* Start TEXT TO READ *

- Origin: Merseyside, England
- Genres: Synth-pop, post-punk, new wave
- Years active: 1977–1978
- Past members: Andy McCluskey Julia Kneale Neill Shenton John Floyd Malcolm Holmes Steve Hollas Gary Hodgson Paul Humphreys

= The Id (band) =

UK musical group

The Id were an English new wave/synth-pop band from the Wirral, Merseyside, England, formed in 1977. They are best recalled as the precursor to the band Orchestral Manoeuvres in the Dark (OMD), in which Id members Andy McCluskey (vocals), Paul Humphreys (keyboards) and Malcolm Holmes (drums) would reunite. Gary Hodgson (guitar) would also reappear as a keyboard technician.

DJ and journalist John Peel noted OMD as an "evolved" incarnation of the Id; the group went on to re-record a number of Id songs, including "Electricity".

==Formation==
The Id formed in September 1977. McCluskey and Humphreys had met each other at school, sharing interests in early electronic artists like Brian Eno and Kraftwerk and played together since 1975. Humphreys went to study electronics at Riversdale College, in Liverpool, where he met Gary Hodgson and Steve Hollas (bass).

The group also included Julia Kneale (vocals), Neill Shenton (guitar) and John Floyd (vocals), all of whom had short-lived tenures. The band gigged regularly in the Merseyside area, performing original material largely written by McCluskey and Humphreys.

==Recordings==
In early 1978 The Id recorded "Electricity", "Julia's Song" (lyrics by Julia Kneale) and "The Misunderstanding" at the Open Eye studio in Liverpool, following advice from Eric's Club owner Roger Eagle. "Julia's Song" was included on the following year's compilation release, Street to Street: A Liverpool Album, issued by Open Eye Records. By the time of this compilation's release, The Id had already split up; the LP liner notes by John Peel state that The Id was no longer extant, having "evolved" into Orchestral Manoeuvres in the Dark.

The Id split up in August 1978. McCluskey joined Dalek I Love You the same month, but left within a month to reunite with Humphreys to form OMD.

In December 2002, all three tracks recorded by The Id were released as an EP by Engine Records.

* End TEXT TO READ *
* Start RECORDS SHOWN *

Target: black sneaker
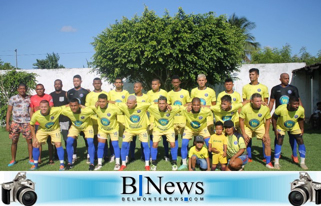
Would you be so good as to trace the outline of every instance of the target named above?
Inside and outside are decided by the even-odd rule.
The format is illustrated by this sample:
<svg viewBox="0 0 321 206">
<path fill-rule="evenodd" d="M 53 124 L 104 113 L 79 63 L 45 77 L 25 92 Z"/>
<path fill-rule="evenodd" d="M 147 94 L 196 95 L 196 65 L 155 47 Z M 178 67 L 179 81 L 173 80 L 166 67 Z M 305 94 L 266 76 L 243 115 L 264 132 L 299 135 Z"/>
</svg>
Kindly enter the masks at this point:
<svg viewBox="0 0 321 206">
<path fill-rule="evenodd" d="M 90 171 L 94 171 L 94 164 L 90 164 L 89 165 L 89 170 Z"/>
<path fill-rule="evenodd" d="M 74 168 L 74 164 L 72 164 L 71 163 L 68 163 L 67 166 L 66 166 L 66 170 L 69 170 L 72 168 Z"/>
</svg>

* End RECORDS SHOWN *

◆ TASKS AND EXERCISES ◆
1. According to the article about the Id, in what month and year did the band split up?
2. Reproduce the stretch of the article about the Id from "UK musical group" through "Steve Hollas (bass).".
3. Which tracks did the Id record at the Open Eye studio in early 1978, according to the article about the Id?
The listing above comes from a separate source and has no connection to the article.

◆ RESPONSES TO THE EXERCISE ◆
1. August 1978.

2.
UK musical group

The Id were an English new wave/synth-pop band from the Wirral, Merseyside, England, formed in 1977. They are best recalled as the precursor to the band Orchestral Manoeuvres in the Dark (OMD), in which Id members Andy McCluskey (vocals), Paul Humphreys (keyboards) and Malcolm Holmes (drums) would reunite. Gary Hodgson (guitar) would also reappear as a keyboard technician.

DJ and journalist John Peel noted OMD as an "evolved" incarnation of the Id; the group went on to re-record a number of Id songs, including "Electricity".

==Formation==
The Id formed in September 1977. McCluskey and Humphreys had met each other at school, sharing interests in early electronic artists like Brian Eno and Kraftwerk and played together since 1975. Humphreys went to study electronics at Riversdale College, in Liverpool, where he met Gary Hodgson and Steve Hollas (bass).

3. "Electricity", "Julia's Song" and "The Misunderstanding".